Exercise instructions: Pick out every line in the listing below that contains the word "tower" and copy each of those lines in full.

Dataset extract:
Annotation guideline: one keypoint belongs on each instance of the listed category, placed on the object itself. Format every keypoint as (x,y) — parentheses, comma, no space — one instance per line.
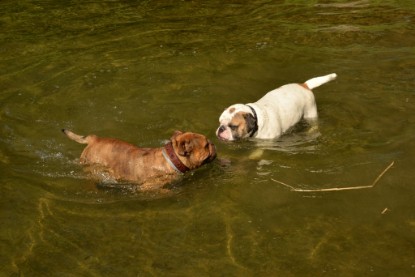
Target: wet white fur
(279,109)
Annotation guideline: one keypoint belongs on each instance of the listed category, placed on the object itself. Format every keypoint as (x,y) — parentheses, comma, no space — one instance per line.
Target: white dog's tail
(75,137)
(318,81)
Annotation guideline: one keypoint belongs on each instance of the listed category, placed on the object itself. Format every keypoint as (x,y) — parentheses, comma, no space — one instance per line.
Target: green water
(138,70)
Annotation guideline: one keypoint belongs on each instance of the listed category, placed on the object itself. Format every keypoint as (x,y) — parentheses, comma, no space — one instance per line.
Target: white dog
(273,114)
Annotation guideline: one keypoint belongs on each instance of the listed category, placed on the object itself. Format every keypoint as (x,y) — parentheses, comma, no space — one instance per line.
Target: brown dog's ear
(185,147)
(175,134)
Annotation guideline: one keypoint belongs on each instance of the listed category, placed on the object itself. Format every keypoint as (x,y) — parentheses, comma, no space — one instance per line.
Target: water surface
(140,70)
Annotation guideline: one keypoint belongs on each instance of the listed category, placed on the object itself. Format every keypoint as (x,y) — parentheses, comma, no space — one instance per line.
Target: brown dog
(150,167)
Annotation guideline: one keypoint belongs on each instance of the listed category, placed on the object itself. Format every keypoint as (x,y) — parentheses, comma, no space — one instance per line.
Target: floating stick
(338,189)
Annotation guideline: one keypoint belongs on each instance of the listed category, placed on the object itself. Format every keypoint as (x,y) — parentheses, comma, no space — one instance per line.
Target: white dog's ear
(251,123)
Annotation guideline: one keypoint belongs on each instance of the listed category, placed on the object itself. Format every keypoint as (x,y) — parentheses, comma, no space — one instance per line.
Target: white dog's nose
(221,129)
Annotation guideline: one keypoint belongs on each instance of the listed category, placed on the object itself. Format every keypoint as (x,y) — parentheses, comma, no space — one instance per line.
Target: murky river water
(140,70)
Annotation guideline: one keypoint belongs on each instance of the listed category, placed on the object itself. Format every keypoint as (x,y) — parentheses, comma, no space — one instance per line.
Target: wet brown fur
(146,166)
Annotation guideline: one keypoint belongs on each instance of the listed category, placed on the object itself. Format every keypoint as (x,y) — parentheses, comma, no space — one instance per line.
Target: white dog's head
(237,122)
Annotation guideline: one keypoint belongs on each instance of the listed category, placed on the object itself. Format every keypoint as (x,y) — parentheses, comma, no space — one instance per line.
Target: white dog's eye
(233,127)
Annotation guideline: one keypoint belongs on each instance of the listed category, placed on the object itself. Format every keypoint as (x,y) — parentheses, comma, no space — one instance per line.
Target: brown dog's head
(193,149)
--
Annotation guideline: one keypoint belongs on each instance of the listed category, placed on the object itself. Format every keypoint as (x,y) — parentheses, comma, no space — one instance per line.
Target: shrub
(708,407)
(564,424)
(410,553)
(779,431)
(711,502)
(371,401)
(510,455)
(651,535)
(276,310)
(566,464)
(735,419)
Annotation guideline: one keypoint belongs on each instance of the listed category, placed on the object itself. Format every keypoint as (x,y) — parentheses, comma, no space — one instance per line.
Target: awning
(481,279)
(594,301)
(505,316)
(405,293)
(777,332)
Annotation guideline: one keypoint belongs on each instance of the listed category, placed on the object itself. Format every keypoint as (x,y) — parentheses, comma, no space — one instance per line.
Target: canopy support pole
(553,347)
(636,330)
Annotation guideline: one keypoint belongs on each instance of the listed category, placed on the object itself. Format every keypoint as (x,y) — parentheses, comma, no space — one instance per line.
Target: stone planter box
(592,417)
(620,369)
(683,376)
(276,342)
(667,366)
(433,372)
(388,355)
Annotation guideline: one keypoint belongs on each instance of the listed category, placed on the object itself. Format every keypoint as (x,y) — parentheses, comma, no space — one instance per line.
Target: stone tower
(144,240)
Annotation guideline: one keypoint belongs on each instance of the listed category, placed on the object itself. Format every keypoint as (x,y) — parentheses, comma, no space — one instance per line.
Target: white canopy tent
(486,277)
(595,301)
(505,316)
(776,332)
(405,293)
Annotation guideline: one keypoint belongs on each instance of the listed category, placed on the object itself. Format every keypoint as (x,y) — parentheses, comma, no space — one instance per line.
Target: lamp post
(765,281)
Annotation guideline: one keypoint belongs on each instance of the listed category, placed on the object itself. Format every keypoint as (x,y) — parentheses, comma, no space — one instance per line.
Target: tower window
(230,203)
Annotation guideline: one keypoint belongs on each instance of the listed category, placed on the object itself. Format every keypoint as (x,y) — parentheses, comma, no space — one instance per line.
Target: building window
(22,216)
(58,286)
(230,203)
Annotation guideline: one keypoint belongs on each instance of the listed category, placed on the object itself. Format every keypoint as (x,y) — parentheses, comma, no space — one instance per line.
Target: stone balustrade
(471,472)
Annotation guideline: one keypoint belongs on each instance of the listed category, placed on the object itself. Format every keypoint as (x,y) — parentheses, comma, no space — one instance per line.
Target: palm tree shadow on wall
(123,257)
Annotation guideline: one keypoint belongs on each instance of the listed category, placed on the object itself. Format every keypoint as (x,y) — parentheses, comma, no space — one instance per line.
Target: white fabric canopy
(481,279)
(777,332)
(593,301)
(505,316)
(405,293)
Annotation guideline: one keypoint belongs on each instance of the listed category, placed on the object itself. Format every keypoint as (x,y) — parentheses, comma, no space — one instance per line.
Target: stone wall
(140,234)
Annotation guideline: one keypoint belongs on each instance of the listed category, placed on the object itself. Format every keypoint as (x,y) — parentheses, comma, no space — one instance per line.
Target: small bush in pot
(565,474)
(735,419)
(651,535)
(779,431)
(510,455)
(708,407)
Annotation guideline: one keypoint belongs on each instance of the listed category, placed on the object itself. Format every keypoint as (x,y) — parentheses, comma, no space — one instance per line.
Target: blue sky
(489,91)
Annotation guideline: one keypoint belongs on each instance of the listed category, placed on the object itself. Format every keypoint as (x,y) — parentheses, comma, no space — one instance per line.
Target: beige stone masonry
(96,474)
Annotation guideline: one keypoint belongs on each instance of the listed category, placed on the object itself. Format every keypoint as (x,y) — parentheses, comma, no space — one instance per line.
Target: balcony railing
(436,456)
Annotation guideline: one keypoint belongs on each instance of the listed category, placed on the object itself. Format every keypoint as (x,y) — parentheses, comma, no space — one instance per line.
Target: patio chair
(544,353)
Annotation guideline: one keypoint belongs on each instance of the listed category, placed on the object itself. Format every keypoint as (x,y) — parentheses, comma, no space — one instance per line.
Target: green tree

The completed task:
Target: stone tower
Target: tower window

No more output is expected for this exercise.